───── Supplied data ─────
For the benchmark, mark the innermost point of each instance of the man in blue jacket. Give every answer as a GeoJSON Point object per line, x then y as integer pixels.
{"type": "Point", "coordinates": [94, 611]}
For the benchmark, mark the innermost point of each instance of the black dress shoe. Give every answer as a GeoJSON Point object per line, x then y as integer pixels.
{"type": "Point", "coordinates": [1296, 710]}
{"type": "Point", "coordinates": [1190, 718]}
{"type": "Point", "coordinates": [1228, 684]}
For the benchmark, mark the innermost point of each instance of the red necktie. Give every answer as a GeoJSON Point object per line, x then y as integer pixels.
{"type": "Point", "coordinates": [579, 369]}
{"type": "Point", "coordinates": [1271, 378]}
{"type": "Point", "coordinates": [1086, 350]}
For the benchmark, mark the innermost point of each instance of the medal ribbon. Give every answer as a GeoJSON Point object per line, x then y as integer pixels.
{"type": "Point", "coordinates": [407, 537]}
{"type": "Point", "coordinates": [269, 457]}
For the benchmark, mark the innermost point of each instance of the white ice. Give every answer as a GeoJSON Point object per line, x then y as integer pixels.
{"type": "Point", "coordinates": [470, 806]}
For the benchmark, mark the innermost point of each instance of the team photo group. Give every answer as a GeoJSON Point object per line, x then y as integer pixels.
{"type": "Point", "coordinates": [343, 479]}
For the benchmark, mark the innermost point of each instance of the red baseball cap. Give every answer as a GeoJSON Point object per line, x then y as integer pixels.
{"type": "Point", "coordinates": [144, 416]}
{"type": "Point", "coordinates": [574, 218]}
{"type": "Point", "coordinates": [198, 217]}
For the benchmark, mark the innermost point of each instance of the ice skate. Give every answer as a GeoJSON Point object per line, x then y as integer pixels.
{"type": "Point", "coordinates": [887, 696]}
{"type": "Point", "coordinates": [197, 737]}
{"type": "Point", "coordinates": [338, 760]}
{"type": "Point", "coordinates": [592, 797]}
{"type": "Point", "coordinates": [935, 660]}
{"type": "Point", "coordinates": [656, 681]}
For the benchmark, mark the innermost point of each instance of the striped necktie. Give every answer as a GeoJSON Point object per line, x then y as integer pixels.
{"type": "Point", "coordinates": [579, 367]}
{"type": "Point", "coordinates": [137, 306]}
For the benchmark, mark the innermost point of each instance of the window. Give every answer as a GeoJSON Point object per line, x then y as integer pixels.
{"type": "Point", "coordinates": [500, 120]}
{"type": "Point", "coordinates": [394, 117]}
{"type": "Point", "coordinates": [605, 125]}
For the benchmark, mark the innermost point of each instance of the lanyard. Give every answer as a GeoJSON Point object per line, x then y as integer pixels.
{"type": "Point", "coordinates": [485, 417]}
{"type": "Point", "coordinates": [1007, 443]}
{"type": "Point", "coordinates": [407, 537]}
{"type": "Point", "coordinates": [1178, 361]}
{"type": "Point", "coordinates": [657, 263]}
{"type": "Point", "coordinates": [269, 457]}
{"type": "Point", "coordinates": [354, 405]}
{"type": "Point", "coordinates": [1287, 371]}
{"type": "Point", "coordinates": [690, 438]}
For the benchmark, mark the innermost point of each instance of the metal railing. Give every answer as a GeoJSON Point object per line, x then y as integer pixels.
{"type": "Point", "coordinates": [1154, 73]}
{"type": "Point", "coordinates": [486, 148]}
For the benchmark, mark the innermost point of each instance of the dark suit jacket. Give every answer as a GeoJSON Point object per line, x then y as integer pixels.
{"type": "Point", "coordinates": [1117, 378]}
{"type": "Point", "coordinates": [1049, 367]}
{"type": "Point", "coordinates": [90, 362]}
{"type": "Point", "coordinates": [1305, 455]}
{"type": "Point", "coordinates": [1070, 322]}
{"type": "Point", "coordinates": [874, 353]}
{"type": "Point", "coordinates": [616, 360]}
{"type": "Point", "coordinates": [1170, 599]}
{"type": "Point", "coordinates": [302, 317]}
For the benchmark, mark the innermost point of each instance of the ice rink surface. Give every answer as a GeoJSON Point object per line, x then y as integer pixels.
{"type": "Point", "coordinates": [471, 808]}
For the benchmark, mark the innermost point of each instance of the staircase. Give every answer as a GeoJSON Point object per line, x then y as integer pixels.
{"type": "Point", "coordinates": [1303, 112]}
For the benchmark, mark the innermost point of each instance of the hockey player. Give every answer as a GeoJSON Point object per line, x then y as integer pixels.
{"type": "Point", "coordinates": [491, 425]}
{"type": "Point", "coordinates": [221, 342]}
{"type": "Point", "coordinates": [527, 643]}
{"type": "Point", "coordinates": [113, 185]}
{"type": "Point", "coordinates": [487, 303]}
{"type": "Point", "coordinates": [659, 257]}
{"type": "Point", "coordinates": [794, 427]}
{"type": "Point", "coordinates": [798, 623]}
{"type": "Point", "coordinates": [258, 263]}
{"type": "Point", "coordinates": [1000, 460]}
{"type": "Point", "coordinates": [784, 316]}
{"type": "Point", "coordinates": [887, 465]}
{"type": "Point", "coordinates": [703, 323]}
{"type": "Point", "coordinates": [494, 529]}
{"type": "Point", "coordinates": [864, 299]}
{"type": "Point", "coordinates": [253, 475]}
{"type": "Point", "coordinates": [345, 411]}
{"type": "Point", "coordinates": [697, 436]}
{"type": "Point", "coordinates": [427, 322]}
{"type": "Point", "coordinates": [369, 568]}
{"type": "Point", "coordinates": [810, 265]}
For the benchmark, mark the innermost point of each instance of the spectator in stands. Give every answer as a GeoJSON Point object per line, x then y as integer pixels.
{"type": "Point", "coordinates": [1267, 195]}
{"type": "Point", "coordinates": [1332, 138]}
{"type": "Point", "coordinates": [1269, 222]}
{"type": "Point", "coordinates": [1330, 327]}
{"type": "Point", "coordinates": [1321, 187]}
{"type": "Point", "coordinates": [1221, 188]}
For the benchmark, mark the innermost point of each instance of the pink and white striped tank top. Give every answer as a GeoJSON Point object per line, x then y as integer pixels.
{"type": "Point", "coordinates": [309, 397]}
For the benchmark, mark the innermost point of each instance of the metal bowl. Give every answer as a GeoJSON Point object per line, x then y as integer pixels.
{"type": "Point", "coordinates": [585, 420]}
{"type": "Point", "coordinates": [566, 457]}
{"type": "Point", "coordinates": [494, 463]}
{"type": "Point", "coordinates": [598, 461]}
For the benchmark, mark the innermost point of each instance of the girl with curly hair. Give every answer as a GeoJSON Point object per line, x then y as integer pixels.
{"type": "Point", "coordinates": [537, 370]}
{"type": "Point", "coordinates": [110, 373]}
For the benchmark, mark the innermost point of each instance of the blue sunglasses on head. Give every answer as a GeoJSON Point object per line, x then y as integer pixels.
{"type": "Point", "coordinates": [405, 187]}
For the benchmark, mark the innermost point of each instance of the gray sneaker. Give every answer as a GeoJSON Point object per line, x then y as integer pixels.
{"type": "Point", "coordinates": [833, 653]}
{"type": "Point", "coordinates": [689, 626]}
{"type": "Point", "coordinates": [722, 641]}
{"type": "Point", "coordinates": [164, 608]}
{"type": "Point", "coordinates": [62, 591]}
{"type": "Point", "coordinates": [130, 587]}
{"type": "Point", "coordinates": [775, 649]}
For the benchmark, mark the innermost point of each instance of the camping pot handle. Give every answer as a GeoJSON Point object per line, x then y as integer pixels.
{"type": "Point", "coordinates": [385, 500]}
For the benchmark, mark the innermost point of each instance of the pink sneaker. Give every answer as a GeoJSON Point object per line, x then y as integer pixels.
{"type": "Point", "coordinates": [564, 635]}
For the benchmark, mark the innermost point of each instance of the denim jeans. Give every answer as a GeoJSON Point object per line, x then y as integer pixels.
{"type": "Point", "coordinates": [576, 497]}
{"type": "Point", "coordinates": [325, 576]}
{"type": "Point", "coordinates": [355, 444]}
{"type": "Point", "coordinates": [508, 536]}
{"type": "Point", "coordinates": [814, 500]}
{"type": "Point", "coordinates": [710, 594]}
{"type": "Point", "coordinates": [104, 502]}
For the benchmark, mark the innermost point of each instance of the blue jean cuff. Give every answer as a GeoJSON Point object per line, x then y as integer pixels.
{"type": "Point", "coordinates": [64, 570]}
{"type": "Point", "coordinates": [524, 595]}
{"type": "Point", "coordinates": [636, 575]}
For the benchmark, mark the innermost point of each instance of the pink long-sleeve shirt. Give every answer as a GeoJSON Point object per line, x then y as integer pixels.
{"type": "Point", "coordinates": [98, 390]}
─────
▶ **Task to carry out**:
Rewrite the part of the entries that opens with the line containing "the pink long-sleeve" and closes at the end of the entries as a two-column CSV with the header entry_text,answer. Give one row per entry: its text and its answer, each in a single quoted field with line breaks turned into spaces.

▶ **Final answer**:
entry_text,answer
"For the benchmark, mark the innermost point of each instance of the pink long-sleeve shirt. Give every answer as a GeoJSON Point object per line, x then y as integer pixels.","{""type"": ""Point"", ""coordinates"": [98, 390]}"